## ARTICLE
────

Author's note: the following sound recordings and still images were taken during a recent Spring Break trip in Costa Rica and Panama at the end of March and beginning of April of 2015. The sound was recorded by Jason Conger and the pictures taken by Greg Bem. The textual response included in this was written by Greg roughly three weeks after the conclusion of the trip.
Day 1: Houston Airport
The moment before the action there is action. And there is standard re-action. The movement of knowing as “constant.” The moment of knowing is “present.” I understand the concepts. I understand “drive” and “agency” too—close cousins but still there is difference in knowing time. Houston, like many airports: walkways. Chairs. Observance of ambience. You can hear the click of the loop of the physical material. Clanging. Belts. We have industry. We have progress. We have a space in between spaces that we occupy, that we have occupied, that we will occupy. Reliance on dependable circumstances. The dim chant of neon. The feeling of rubber. Lack of health. Lack of cleanliness. Everything is still yet flashing, sterile yet soiled. I am of the everything, this moment of tranquility amongst the humans we all know and will all fall in love with, incrementally: the Travelers.

────

## INFORMATION PROVIDED
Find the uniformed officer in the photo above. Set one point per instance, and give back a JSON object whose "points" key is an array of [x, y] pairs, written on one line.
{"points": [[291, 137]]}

────

## WHAT IS ASKED
(1) How would the sentence "The sound was recorded by Jason Conger and the pictures taken by Greg Bem." from the travel piece read in Spanish?
(2) Which words does the travel piece place inside quotation marks?
This material has no connection to the travel piece.

## ANSWERS FOR THE TASKS
(1) El sonido fue grabado por Jason Conger y las fotografías fueron tomadas por Greg Bem.

(2)
constant
present
drive
agency